— Aim of the exercise —
Repeat the material exactly, every line of it.
──────────
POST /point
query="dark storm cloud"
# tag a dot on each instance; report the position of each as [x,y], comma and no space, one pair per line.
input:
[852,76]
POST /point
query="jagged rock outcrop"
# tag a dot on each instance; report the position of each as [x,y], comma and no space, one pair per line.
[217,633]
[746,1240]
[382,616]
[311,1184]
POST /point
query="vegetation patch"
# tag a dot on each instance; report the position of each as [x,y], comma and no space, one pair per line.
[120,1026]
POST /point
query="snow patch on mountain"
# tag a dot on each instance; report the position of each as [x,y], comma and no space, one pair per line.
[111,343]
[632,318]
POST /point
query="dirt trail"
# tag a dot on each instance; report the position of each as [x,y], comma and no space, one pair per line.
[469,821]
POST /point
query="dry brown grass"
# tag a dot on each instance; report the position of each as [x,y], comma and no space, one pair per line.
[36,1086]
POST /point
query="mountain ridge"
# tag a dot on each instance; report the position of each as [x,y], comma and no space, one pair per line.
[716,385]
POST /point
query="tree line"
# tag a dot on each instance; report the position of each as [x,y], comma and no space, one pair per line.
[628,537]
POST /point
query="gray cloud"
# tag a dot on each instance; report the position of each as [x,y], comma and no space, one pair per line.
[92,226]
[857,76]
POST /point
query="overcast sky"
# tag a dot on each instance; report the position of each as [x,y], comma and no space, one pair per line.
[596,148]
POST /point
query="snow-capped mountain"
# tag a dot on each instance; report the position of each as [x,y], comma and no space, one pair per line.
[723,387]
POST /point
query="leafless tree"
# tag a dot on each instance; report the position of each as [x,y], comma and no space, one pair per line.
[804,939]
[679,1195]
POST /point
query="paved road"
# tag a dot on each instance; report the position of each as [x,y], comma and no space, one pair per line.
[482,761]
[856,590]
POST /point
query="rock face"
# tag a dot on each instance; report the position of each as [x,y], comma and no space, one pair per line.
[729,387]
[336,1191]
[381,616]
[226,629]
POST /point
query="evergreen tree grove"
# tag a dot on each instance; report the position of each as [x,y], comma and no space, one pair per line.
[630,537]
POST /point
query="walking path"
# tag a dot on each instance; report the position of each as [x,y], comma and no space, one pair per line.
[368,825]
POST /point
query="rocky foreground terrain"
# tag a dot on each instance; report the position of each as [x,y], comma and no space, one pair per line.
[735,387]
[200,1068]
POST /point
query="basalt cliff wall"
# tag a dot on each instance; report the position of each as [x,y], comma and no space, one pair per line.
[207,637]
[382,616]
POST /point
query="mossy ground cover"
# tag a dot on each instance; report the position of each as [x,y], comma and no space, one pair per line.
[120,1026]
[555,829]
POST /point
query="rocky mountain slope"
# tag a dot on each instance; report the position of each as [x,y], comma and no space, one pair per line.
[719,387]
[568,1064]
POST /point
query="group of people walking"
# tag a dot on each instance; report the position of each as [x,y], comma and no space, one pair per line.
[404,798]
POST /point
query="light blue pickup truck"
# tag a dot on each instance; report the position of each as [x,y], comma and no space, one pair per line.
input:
──────────
— Result of the task —
POST /point
query="dark storm cloud"
# tag a dot on each instance; report the position of each as [x,y], comma and no space, one pair per line.
input:
[852,76]
POST /point
query="jagged rock outcrop"
# tag a dot on each instance; report the position of each as [x,y], comma and no space, one pair per line.
[217,633]
[746,1240]
[382,616]
[311,1184]
POST /point
query="vegetation patch"
# tag a dot on each instance; report the position of each as [x,y], comma and no space, one pair per line.
[120,1026]
POST /point
query="snow patch on mountain"
# tag a dot on each instance; report the position of each as [x,y], comma and no space, one pair per line.
[111,343]
[632,318]
POST /point
query="dirt trail"
# tag a dot on each instance; report the position of each as [x,y], comma and no space, one pair per line.
[469,821]
POST /point
query="dry brown grass"
# tag a dot on each instance; report the position of each as [x,y], comma and no space, one pair per line.
[36,1086]
POST /point
query="mountain ridge"
# tag a dot on each instance; report the position of each as [x,y], comma and no space, one pair per line.
[716,385]
POST /point
query="tree line"
# tag a dot on each instance; report the position of each as [x,y], comma and no space, one pair per line.
[628,537]
POST /point
query="gray cloud"
# tag a dot on each instance; report the position of each as [x,y], comma and no space, one pair per line.
[92,226]
[857,76]
POST /point
query="overcast sky"
# tag a dot on each instance; report the position of each as [x,y], comma and no space, one pair per line.
[596,148]
POST /point
query="snow-capped mountain"
# tag a dot on each instance; report the position of each as [x,y], comma and no space, one pair per line.
[723,387]
POST /point
query="leafless tree"
# tag a dot on each instance; report the position of each as [x,y], comma and no space, one pair per line.
[804,939]
[679,1195]
POST /point
query="paved road"
# tag a dot on each instance; report the position of each as [x,y], comma and no space, one pair per line.
[482,761]
[856,590]
POST /point
query="rock face"
# tag a dot on each instance; report the position of each as [x,y], comma and no space, one pair per line.
[729,387]
[336,1191]
[381,616]
[226,629]
POST /point
query="evergreen tree grove"
# tag a dot on each instance; report the position of each as [x,y], comma and no space, one pair per line.
[630,537]
POST /point
query="walking path"
# tag a dot on each instance; report the position of each as [x,y], comma and no space, one pair per line.
[368,825]
POST /point
query="rocky foreground terrain"
# tag a dot on each instance; report the position of each as [x,y], comma and no space, one pair per line.
[735,387]
[200,1068]
POST /point
query="basalt cliff wall"
# tag a dot on each instance; report the position of each as [x,y], comma and no space, one pair per line.
[207,637]
[382,616]
POST /point
query="mossy ground cover"
# tag a dot on each instance; report the position of each as [x,y], comma and no space, one pair per line.
[120,1026]
[555,829]
POST /point
query="rocky mountain slope"
# tag a dot on each instance; report the position of each as [x,y], comma and no space, one pair per line.
[719,387]
[568,1064]
POST /point
query="group of people walking"
# tag a dot on each instance; report the position of each as [x,y], comma and no space, one pair per line.
[404,798]
POST /point
query="light blue pickup truck"
# tag a dot on each instance; report the position of each as [x,y], comma and no space, one pair per line.
input:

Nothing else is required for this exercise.